Set down, exactly and in full, the line holding "Query: pond surface" and all the lines after it until the listing ends, and nothing else.

Task inputs: Begin

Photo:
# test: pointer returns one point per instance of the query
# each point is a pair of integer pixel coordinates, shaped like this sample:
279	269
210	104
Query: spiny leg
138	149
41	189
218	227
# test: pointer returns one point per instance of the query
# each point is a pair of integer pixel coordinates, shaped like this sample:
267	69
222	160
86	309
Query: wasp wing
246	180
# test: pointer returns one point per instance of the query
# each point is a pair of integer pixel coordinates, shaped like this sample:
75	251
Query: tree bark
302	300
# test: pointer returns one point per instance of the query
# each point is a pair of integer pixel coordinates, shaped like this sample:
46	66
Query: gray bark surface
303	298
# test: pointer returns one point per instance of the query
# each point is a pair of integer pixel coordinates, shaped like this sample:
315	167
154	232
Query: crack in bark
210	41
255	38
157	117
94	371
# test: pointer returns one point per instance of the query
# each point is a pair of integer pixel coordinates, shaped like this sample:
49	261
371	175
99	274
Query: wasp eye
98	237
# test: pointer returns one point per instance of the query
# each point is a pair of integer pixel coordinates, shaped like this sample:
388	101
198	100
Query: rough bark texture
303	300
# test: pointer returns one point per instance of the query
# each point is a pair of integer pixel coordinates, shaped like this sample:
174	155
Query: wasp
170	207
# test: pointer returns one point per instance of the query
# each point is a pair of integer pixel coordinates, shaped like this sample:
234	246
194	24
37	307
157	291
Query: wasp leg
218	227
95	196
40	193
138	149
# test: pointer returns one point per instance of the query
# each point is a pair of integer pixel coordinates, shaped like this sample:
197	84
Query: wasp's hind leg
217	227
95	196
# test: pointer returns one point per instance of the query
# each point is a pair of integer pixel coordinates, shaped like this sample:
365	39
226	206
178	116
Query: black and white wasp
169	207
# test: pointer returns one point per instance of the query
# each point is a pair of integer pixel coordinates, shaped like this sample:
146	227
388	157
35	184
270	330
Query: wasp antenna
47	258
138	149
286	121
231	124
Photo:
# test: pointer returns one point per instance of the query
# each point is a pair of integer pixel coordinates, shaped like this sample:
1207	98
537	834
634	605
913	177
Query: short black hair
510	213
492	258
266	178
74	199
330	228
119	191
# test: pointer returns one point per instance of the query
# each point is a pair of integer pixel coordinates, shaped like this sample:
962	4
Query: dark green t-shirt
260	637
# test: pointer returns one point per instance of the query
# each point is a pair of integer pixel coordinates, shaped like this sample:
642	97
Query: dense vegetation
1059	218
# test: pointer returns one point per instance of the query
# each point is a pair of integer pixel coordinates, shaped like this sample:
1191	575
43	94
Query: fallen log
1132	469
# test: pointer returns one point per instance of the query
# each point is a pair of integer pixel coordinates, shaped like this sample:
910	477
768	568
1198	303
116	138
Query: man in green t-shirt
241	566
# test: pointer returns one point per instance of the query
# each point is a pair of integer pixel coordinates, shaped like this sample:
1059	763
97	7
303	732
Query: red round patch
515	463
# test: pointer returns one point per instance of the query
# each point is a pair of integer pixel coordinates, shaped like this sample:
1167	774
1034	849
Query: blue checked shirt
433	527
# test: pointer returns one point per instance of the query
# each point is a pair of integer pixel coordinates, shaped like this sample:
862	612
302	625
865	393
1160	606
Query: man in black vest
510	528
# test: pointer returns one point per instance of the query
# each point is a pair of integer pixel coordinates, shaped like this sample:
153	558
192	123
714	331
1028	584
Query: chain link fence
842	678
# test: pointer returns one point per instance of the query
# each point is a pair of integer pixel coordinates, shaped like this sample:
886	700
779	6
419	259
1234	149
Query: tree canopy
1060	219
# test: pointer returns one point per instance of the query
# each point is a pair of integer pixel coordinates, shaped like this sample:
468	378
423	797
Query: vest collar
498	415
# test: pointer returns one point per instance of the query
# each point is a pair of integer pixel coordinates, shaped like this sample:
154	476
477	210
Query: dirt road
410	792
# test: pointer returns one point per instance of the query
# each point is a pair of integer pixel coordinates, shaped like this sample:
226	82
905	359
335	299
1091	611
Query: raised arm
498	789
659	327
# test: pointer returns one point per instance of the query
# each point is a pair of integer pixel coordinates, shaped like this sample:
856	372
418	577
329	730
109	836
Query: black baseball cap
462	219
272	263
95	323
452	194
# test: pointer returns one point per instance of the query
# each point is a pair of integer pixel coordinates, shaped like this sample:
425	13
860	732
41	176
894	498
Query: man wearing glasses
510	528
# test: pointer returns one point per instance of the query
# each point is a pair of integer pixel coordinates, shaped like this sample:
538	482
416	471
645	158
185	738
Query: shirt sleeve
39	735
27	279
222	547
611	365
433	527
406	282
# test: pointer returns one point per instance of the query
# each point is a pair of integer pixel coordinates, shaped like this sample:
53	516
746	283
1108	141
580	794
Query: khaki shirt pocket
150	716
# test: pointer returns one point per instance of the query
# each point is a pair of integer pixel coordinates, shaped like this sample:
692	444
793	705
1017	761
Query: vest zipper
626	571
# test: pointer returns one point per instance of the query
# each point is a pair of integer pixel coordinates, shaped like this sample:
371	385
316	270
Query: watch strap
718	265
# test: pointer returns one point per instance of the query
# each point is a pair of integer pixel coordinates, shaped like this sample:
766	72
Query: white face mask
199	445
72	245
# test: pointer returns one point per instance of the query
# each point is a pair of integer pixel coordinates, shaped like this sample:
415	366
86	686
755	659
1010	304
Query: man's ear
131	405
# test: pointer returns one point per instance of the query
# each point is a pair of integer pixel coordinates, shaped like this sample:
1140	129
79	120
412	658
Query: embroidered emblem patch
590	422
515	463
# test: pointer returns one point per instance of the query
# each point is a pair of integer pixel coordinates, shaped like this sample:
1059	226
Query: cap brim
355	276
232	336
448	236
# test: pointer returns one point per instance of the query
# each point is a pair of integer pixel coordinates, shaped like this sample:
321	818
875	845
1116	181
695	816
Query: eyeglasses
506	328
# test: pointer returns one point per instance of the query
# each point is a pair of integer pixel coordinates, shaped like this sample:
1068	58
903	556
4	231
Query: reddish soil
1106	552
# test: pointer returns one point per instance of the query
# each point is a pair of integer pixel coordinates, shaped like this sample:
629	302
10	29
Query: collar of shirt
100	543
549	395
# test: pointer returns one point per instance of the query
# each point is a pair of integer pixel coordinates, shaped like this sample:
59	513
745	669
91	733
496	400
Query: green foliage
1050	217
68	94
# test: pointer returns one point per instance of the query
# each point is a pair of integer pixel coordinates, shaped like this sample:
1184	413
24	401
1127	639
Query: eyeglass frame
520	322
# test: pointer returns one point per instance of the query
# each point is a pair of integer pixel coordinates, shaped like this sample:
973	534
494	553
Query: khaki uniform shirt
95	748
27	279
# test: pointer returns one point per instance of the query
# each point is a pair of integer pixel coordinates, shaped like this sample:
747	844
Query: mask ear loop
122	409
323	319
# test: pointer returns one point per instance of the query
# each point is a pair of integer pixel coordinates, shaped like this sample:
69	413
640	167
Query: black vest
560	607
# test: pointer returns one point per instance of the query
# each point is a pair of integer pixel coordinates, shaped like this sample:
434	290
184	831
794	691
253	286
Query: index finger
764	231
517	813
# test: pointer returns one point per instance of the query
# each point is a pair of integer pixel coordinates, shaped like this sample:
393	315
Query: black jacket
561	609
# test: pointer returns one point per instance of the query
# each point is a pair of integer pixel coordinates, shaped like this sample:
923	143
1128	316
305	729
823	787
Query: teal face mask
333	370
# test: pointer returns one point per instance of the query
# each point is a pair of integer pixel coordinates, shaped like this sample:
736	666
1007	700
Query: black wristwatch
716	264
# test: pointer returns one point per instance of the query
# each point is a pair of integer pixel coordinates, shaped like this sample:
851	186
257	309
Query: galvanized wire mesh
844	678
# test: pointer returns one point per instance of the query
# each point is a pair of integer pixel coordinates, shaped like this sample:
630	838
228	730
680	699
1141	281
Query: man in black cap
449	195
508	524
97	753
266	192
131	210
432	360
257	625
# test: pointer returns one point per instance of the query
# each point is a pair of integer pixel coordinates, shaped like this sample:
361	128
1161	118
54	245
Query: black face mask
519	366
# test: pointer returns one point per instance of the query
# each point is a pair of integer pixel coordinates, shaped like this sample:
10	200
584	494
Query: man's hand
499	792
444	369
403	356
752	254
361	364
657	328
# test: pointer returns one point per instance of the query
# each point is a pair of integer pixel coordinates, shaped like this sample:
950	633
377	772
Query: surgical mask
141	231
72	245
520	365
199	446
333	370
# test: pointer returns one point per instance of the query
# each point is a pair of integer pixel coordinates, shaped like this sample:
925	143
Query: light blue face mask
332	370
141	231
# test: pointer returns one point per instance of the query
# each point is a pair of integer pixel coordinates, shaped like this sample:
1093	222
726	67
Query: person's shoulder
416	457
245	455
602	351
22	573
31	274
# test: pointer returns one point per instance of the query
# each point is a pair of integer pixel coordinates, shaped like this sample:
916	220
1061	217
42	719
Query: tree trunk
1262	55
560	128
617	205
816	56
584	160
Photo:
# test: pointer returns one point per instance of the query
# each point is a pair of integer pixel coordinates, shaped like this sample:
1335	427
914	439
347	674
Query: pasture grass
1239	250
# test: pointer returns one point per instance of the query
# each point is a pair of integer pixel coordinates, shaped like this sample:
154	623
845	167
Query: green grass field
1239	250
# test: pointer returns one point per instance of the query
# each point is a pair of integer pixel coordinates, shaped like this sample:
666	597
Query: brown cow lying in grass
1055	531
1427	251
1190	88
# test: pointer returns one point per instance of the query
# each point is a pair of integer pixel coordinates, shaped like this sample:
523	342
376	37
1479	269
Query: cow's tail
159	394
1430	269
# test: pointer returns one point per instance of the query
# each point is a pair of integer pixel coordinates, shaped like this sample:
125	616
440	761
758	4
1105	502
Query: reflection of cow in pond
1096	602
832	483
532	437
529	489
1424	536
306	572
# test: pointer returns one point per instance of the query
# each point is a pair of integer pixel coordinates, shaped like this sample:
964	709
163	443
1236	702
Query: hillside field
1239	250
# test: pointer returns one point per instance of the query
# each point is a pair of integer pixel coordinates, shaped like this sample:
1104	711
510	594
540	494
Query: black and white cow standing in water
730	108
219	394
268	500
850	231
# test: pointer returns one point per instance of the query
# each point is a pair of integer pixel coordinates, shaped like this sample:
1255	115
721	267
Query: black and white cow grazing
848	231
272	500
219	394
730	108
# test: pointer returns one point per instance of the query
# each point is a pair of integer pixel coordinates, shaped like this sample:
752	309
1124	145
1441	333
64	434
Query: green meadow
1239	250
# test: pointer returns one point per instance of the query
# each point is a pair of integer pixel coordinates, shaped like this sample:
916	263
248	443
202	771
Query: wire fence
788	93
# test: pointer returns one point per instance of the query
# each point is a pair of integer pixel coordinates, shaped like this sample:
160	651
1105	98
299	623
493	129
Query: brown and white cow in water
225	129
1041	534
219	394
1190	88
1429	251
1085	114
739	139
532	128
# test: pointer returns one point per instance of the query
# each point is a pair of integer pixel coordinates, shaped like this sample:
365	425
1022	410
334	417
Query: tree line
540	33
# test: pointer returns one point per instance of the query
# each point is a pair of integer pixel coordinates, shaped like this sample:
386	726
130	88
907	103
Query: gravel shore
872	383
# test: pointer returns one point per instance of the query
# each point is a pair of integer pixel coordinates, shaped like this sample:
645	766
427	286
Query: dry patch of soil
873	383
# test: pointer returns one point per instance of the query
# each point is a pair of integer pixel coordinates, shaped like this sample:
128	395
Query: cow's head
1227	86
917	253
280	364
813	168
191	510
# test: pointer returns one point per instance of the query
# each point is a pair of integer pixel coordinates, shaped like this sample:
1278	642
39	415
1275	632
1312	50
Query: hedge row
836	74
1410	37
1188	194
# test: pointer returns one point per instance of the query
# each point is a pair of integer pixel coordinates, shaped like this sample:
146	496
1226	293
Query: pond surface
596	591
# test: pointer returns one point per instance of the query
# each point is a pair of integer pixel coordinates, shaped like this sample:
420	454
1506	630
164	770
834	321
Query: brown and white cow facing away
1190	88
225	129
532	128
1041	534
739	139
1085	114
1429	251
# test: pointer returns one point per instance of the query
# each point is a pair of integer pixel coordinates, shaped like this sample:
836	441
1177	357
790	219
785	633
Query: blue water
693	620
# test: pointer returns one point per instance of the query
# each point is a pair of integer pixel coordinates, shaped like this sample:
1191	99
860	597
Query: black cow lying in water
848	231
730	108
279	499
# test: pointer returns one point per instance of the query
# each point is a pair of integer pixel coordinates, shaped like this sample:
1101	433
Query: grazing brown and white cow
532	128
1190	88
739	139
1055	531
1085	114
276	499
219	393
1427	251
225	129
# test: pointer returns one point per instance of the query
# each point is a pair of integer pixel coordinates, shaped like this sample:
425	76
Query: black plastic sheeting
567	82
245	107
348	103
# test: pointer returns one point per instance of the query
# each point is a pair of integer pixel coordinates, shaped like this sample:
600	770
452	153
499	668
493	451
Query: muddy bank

Task inputs: End

• Result of this exercise:
Query: pond surface
596	591
# test: pointer returns one point per instance of the query
# each point is a pair of integer pixel coordinates, shaped like this sample:
420	454
1506	630
164	770
834	321
Query: brown and white cow facing away
1190	88
225	129
532	128
1041	534
739	139
1085	114
1429	251
# test: pointer returns one point per instance of the query
# each point is a pair of integer pixel coordinates, shaped like this sample:
836	441
1177	357
790	219
785	633
Query: blue water
693	620
# test: pointer returns one point per instance of the query
# each point is a pair of integer pixel coordinates, shaped like this sample:
1191	99
860	597
Query: black cow lying in water
848	231
730	108
279	499
# test: pointer returns one point per instance of the query
# each point is a pair of integer pixel coordinates, shaped like this sample:
1101	433
Query: grazing brown and white cow
532	128
1190	88
739	139
1055	531
1085	114
276	499
219	393
1427	251
225	129
# test: pointer returns one point per instance of the query
# each point is a pair of integer pixel coordinates, shaped like this sample:
425	76
Query: black plastic sheeting
567	82
245	107
348	103
# test: pointer returns one point per instance of the query
# each point is a pair of integer pixel coordinates, shaped like this sample:
600	770
452	153
499	668
493	451
Query: muddy bank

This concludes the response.